— start —

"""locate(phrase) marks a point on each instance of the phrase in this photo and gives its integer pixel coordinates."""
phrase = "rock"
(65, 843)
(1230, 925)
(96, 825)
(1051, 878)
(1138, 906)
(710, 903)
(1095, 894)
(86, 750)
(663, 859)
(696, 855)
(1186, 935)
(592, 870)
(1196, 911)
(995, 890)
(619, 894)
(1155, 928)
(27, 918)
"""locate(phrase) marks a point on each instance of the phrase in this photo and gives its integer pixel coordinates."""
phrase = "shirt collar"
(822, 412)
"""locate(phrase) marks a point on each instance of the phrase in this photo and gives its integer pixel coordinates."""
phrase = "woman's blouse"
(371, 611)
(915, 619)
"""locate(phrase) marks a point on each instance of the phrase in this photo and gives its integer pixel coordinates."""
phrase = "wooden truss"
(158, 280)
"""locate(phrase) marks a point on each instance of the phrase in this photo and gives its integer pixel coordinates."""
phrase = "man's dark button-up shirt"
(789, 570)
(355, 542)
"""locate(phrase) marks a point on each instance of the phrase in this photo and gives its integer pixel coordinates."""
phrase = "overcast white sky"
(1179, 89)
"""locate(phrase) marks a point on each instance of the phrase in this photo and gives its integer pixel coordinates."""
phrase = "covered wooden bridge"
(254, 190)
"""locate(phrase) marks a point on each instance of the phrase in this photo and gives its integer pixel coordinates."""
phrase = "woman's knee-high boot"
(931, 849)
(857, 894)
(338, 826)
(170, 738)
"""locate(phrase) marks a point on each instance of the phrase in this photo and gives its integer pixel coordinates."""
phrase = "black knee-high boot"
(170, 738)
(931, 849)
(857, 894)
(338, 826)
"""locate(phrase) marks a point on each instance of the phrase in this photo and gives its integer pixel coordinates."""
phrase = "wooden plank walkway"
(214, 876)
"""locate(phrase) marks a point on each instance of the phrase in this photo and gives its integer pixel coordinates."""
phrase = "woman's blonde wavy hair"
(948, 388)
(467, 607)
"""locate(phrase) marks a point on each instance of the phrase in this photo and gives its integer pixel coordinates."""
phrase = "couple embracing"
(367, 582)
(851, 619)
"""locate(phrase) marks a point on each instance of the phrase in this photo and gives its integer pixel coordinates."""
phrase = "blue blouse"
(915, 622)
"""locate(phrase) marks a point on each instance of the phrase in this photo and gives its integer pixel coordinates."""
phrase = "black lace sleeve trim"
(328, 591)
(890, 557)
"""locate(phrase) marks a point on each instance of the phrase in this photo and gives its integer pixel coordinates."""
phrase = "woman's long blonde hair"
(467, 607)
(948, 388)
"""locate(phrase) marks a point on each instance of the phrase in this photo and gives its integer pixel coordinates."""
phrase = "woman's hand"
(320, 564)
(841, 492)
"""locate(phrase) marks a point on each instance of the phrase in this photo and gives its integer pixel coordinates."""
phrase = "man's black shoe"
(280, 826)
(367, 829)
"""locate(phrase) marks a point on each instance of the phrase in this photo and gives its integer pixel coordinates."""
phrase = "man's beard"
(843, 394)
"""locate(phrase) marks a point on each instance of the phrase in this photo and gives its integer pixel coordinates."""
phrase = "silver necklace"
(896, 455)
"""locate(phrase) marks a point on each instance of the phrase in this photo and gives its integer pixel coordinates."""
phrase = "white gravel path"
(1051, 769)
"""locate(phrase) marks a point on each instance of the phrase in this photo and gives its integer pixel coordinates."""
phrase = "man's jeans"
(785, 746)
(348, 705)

— end —

Produce an exact copy of every entry above.

"""locate(phrase) marks a point on each instance of the phrase in this photo and gives its integer pixel coordinates."""
phrase = "rock"
(65, 843)
(1230, 925)
(96, 825)
(1051, 878)
(1138, 906)
(710, 903)
(1095, 894)
(86, 750)
(663, 859)
(696, 855)
(1186, 935)
(592, 870)
(1196, 911)
(995, 890)
(619, 894)
(1155, 928)
(27, 918)
"""locate(phrase) marks a point on each instance of the phrase in this photo and gives its integer pixel coordinates."""
phrase = "shirt collar"
(822, 412)
"""locate(phrase) marks a point on each instance of the phrase in this photo and gives its integer pixel coordinates."""
phrase = "woman's blouse"
(371, 611)
(915, 619)
"""locate(phrase) marks a point on each instance of the phrase in this photo and gives its integer pixel coordinates."""
phrase = "wooden truss"
(158, 280)
"""locate(phrase) marks a point on each instance of the phrase in this photo and gives its integer pixel coordinates."""
phrase = "man's dark button-up shirt"
(789, 570)
(355, 542)
"""locate(phrase) marks a point on each instance of the phrase in this photo and gives its integer pixel coordinates."""
phrase = "overcast white sky"
(1179, 89)
"""locate(phrase) marks a point on each instance of the phrase in this photo and gives its integer pixel coordinates."""
phrase = "covered wooden bridge"
(254, 190)
"""locate(phrase) marks a point on each instance of the phrase in this photo and gives its integer pixel coordinates."""
phrase = "woman's knee-high boot"
(931, 849)
(857, 894)
(338, 826)
(170, 738)
"""locate(phrase) marks a point on each instance of the phrase in this photo and gives its integer pixel coordinates."""
phrase = "black knee-high boot"
(170, 738)
(931, 849)
(857, 894)
(338, 826)
"""locate(phrase) marks a point on each instance of the phrase in this photo and gives its integer pixel coordinates."""
phrase = "wooden plank walkway"
(214, 876)
"""locate(phrase) marks a point on each instance of the phrase in this photo and gives its integer pixel coordinates."""
phrase = "woman's blonde wavy hair"
(948, 388)
(467, 607)
"""locate(phrase) marks a point on each instance of the phrase in this photo and gives its integer pixel coordinates."""
phrase = "couple embracing"
(367, 582)
(851, 619)
"""locate(phrase) marks a point on each instance of the phrase in this photo and gives its integer pixel coordinates."""
phrase = "blue blouse"
(915, 622)
"""locate(phrase) marks a point on each instance of the phrase in this photo and gives its integer pixel coordinates."""
phrase = "black lace sleeve trim"
(328, 591)
(890, 557)
"""locate(phrase) marks a point on each instance of the phrase in this photo and gives its integer pixel coordinates."""
phrase = "woman's long blonde hair"
(467, 607)
(948, 388)
"""locate(phrase) marks a point on each instance of the phrase in this photo and gives its integer pixel coordinates."""
phrase = "woman's hand"
(320, 564)
(841, 492)
"""locate(phrase) marks a point on each instance of the phrase in this photo and gives its integer pixel coordinates."""
phrase = "man's black shoe"
(280, 826)
(367, 829)
"""locate(phrase) marks a point on each instance of the phrase in this photo and gives its integer pixel coordinates."""
phrase = "man's beard"
(843, 394)
"""locate(phrase) marks a point on each instance of the phrase in this photo and gives its integer pixel coordinates."""
phrase = "silver necklace"
(896, 455)
"""locate(phrase) marks a point on each instance of the phrase in this photo and gives its integer pixel coordinates."""
phrase = "white gravel path"
(1051, 769)
"""locate(phrase) marks a point on each instance of the phrase in this photo and gives its integer pixel coordinates."""
phrase = "man's jeans"
(785, 746)
(348, 705)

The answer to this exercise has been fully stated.